Belge Bölümü:

Liseden 1966 yılındaki mezuniyetinin ardından Sadık Ahmet, Ankara Üniversitesi Tıp Fakültesi’ne kayıt yaptırır ve Ankara’da bulunduğu dönemde Cebeci Öğrenci Yurdunda kalır. Ancak Ankara Üniversitesi’ndeki bir yılın ardından Selanik Aristoteles Üniversitesi Tıp Fakültesi’ne kayıt yaptırır ve 1974’te tıp doktoru olarak mezun olur. Dikkat edilecek olursa Sadık Ahmet’in Selanik’teki üniversite öğrenciliği Yunanistan’ın “Albaylar Cuntası” dönemine denk gelir. Cunta idaresinin söz konusu olduğu bu dönemde Batı Trakya Türklerinden on altı erkek öğrenci Selanik’te üniversiteye devam eder. Önceki bölümlerde anlatıldığı gibi 1967-1974 Albaylar Cuntası döneminde Batı Trakya Türklerine uygulanan baskılar artar.
Sadık Ahmet’in üniversite eğitimi için bulunduğu Selanik, Osmanlı Devleti’nin Balkanlardaki en önemli liman kenti olup her köşesinde ecdadımızın hatıralarını barındırır. Osmanlı Devleti, bir Balkan devleti olarak kurulmuş ve gelişmiş değil midir?
Balkan kökenli pek çok şahsiyet, Balkan Savaşları ile doğdukları toprakların kaybedilmesine tanıklık etti, başta Çanakkale olmak üzere Birinci Dünya Savaşı’nın cephelerinde yer aldı ve Türk Kurtuluş Savaşı’nın zaferle sonuçlanmasına ve Türkiye Cumhuriyeti’nin kuruluşuna katkı sundu. Kaybedilen tüm topraklardan, Kırım, Kafkaslar ve Balkanlardan Türkler, Anadolu’ya sığındılar. Anadolu’nun kalbi ise Ankara’dır. Ankara’dan sonra Mustafa Kemal Atatürk’ün doğduğu şehirde devam eden öğrenciliğin, Sadık Ahmet’te Türklük bilincinin gelişmesine katkı sunduğu görülür.
Dr. Sadık Ahmet, Mayıs 1974’te yedek subay adayı olarak Yunan ordusuna katılır. Ancak doktor olmasına rağmen yedek subay yapılmaz ve askerliğini piyade er olarak tamamlar.

Çözülecek Problemler:
• a. Sadık Ahmet'i anlatan metinden "Balkan kökenli pek" ile "katkı sunduğu görülür." arasındaki kısmı, bu ifadeler de dahil olmak üzere, hiçbir değişiklik yapmadan alıntılayın.
• b. Kayıtlarda "glass" kelimesini içeren bütün satırları bulup kopyalayın. Büyük ve küçük harf ayrımını dikkate alın.
Metin ile kayıtlar birbirinden farklı kaynaklardan alınmıştır.

Sağlanan Kayıtlar:
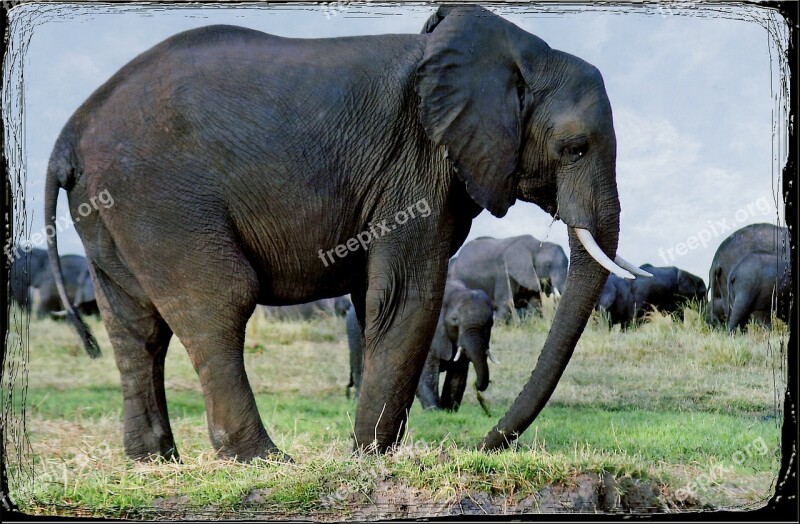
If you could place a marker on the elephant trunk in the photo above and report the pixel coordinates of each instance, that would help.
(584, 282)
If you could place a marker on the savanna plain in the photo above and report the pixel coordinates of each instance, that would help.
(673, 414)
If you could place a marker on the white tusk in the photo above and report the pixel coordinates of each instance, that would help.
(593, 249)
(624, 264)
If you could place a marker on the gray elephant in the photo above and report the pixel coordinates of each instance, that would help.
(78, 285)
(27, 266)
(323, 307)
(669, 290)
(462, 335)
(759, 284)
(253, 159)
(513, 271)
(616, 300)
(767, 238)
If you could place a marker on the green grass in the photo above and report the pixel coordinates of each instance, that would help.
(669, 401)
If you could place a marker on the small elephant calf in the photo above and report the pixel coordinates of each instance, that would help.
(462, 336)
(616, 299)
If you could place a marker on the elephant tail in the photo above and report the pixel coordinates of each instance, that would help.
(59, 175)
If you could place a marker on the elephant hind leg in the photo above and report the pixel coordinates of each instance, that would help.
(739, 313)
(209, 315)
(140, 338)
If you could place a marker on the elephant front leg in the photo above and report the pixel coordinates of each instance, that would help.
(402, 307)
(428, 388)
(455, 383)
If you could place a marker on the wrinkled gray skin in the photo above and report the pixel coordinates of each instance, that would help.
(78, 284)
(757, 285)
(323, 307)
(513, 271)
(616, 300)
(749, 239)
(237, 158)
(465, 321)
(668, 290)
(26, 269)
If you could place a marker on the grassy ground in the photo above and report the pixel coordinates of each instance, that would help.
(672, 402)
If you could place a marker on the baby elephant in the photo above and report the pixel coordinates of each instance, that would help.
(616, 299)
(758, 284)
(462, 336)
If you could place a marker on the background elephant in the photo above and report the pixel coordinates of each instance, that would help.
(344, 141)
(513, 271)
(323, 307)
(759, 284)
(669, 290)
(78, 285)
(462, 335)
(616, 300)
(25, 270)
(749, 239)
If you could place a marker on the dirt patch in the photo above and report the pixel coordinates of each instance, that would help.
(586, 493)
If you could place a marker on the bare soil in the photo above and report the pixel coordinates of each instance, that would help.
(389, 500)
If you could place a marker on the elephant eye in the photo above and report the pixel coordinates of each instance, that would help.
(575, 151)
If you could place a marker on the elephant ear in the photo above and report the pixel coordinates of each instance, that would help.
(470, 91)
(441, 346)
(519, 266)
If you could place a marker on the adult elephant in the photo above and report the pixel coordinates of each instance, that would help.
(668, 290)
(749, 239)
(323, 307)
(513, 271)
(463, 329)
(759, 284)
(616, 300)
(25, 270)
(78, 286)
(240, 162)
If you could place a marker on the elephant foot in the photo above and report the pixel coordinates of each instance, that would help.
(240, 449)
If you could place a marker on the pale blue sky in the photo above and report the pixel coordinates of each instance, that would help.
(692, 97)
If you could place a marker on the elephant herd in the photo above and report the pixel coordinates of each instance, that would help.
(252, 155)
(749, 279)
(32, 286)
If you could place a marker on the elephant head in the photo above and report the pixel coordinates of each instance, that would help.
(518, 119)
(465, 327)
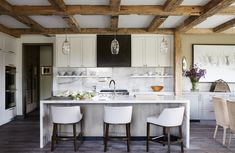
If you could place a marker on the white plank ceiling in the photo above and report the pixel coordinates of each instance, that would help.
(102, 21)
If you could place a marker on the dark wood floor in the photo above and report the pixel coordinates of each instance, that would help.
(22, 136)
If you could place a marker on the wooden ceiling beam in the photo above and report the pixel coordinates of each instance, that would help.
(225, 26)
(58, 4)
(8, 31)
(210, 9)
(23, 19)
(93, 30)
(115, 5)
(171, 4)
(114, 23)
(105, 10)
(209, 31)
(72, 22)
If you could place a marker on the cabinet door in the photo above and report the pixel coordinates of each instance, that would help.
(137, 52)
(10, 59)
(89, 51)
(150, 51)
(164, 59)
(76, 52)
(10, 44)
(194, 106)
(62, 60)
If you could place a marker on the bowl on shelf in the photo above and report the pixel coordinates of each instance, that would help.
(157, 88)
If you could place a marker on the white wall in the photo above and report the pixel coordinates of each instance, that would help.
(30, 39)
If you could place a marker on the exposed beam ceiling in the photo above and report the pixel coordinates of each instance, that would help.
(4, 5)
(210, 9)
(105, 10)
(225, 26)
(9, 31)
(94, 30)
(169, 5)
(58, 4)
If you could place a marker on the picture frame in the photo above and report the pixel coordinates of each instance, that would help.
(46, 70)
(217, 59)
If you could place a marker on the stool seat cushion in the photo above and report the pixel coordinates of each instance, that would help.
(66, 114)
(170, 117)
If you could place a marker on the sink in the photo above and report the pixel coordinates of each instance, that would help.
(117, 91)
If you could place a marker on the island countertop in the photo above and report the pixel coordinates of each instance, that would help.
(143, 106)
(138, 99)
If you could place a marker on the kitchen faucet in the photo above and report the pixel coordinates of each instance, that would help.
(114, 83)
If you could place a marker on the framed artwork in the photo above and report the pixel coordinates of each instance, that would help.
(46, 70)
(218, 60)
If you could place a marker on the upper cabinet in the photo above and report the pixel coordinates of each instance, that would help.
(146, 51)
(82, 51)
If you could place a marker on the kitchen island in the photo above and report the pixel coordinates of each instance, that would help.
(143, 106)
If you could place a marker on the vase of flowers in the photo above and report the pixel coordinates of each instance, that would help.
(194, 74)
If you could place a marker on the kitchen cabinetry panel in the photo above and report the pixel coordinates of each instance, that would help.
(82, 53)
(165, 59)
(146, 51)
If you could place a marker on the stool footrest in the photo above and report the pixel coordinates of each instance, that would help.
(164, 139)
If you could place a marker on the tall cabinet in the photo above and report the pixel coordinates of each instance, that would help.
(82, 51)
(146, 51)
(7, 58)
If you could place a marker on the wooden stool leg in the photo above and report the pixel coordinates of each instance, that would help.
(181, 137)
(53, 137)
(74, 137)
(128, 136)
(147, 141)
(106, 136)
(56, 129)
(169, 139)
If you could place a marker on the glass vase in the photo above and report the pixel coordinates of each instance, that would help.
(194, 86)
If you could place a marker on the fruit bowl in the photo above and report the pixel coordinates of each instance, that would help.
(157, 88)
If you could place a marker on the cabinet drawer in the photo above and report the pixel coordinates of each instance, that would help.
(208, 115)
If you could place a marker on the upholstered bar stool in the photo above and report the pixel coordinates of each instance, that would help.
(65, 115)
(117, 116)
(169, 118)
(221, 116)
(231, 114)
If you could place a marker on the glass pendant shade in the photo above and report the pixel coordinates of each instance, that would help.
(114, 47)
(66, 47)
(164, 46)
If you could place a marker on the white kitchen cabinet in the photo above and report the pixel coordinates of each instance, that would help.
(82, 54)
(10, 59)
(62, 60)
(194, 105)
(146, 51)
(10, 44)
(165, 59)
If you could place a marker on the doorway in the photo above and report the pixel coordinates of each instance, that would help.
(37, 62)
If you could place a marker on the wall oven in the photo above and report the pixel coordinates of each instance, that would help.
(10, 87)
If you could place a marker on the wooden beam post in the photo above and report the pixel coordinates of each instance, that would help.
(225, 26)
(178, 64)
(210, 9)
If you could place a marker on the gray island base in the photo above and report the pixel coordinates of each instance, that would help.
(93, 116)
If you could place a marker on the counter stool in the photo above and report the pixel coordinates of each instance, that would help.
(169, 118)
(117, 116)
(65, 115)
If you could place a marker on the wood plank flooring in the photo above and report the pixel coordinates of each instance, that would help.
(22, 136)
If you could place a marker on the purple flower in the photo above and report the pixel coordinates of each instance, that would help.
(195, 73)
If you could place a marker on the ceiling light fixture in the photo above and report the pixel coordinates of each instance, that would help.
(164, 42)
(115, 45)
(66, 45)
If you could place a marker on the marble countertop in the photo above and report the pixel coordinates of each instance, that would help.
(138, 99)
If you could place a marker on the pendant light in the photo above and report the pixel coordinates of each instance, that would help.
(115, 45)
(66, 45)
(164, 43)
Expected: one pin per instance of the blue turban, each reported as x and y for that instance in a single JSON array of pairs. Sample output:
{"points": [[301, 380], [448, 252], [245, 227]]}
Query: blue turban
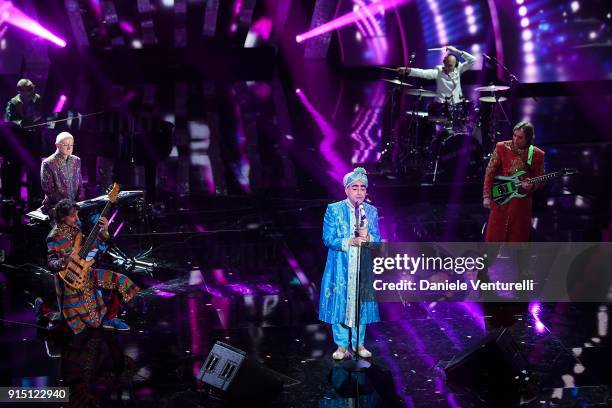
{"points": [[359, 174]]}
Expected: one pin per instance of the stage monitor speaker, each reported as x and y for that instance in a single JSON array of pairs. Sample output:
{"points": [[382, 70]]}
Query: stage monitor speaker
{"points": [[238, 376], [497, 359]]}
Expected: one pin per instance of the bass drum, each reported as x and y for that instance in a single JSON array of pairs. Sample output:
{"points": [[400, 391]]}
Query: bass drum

Görev Çözümleri:
• a.
Balkan kökenli pek çok şahsiyet, Balkan Savaşları ile doğdukları toprakların kaybedilmesine tanıklık etti, başta Çanakkale olmak üzere Birinci Dünya Savaşı’nın cephelerinde yer aldı ve Türk Kurtuluş Savaşı’nın zaferle sonuçlanmasına ve Türkiye Cumhuriyeti’nin kuruluşuna katkı sundu. Kaybedilen tüm topraklardan, Kırım, Kafkaslar ve Balkanlardan Türkler, Anadolu’ya sığındılar. Anadolu’nun kalbi ise Ankara’dır. Ankara’dan sonra Mustafa Kemal Atatürk’ün doğduğu şehirde devam eden öğrenciliğin, Sadık Ahmet’te Türklük bilincinin gelişmesine katkı sunduğu görülür.

• b.
If you could place a marker on the glass vase in the photo above and report the pixel coordinates of each instance, that would help.
If you could place a marker on the glass pendant shade in the photo above and report the pixel coordinates of each instance, that would help.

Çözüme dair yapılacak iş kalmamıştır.